[Problem]
Render every line of the records below as a Markdown table with two columns, Row and Line: number each row and omit blank lines.
>>
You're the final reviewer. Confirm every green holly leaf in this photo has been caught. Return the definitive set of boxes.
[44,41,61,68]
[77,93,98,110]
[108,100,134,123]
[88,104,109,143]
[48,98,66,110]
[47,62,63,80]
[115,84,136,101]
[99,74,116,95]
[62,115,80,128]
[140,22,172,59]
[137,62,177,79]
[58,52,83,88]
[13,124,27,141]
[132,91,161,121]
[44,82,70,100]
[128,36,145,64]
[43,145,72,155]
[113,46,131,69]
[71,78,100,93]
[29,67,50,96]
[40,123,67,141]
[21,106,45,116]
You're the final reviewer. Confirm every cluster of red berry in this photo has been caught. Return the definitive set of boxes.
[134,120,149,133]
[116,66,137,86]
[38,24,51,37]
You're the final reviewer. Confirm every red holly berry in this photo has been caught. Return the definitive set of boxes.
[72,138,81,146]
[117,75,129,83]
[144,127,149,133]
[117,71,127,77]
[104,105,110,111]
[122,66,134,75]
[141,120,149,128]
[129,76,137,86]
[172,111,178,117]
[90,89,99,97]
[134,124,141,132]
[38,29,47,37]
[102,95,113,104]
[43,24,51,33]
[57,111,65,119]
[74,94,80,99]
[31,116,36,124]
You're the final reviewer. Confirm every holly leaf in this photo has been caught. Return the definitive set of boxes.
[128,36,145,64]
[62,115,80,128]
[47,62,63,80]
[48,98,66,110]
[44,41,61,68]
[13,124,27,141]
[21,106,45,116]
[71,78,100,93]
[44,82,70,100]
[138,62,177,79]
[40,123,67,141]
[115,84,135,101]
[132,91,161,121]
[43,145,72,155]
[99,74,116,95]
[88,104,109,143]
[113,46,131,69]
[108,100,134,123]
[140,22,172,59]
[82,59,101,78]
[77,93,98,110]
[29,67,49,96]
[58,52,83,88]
<<
[Complete answer]
| Row | Line |
|---|---|
| 1 | You're the final reviewer. Confirm every green holly leaf in this photo has been caught. Return the definitive set of boxes. |
| 2 | [44,41,61,68] |
| 3 | [77,93,98,110] |
| 4 | [108,100,134,123] |
| 5 | [88,104,109,143] |
| 6 | [48,98,66,110] |
| 7 | [47,62,63,80] |
| 8 | [115,84,136,101] |
| 9 | [99,74,116,95] |
| 10 | [62,115,80,128] |
| 11 | [140,22,172,59] |
| 12 | [137,62,177,79] |
| 13 | [58,52,83,88] |
| 14 | [13,124,27,141] |
| 15 | [132,91,161,121] |
| 16 | [44,82,70,100] |
| 17 | [128,36,145,64] |
| 18 | [43,145,72,155] |
| 19 | [113,46,131,69] |
| 20 | [71,78,100,93] |
| 21 | [29,67,50,96] |
| 22 | [40,123,67,141] |
| 23 | [21,106,45,116] |
| 24 | You're the final reviewer. Confirm every cluster of red berry in this photo has been caught. Return the definitive set of boxes. |
| 25 | [134,120,149,133] |
| 26 | [116,66,137,86] |
| 27 | [38,24,51,37] |
| 28 | You're the final reviewer. Confirm every red holly berry in this photo has been caught. Return the definitive set of boxes. |
| 29 | [72,138,81,146] |
| 30 | [117,75,129,83] |
| 31 | [144,127,149,133] |
| 32 | [117,71,127,77] |
| 33 | [104,105,110,111] |
| 34 | [122,66,134,75] |
| 35 | [141,120,149,128] |
| 36 | [129,76,137,86] |
| 37 | [172,111,178,117] |
| 38 | [90,89,99,97] |
| 39 | [134,124,141,132] |
| 40 | [38,29,47,37] |
| 41 | [102,95,113,104] |
| 42 | [43,24,51,33] |
| 43 | [57,111,65,119] |
| 44 | [74,94,80,99] |
| 45 | [31,116,36,124] |
| 46 | You're the final reviewer. Confirm every holly leaf in this photo has been caught. Return the definitive set of boxes. |
| 47 | [128,36,145,64] |
| 48 | [62,115,80,128] |
| 49 | [47,62,63,80] |
| 50 | [48,98,66,110] |
| 51 | [44,41,61,68] |
| 52 | [13,124,27,141] |
| 53 | [21,106,45,116] |
| 54 | [71,78,100,93] |
| 55 | [44,82,70,100] |
| 56 | [138,62,177,79] |
| 57 | [40,123,67,141] |
| 58 | [115,84,135,101] |
| 59 | [132,91,161,121] |
| 60 | [43,145,72,155] |
| 61 | [99,74,116,95] |
| 62 | [88,104,109,143] |
| 63 | [113,46,131,69] |
| 64 | [108,100,134,123] |
| 65 | [140,22,172,59] |
| 66 | [82,59,101,78] |
| 67 | [77,93,98,110] |
| 68 | [29,67,49,96] |
| 69 | [58,52,83,88] |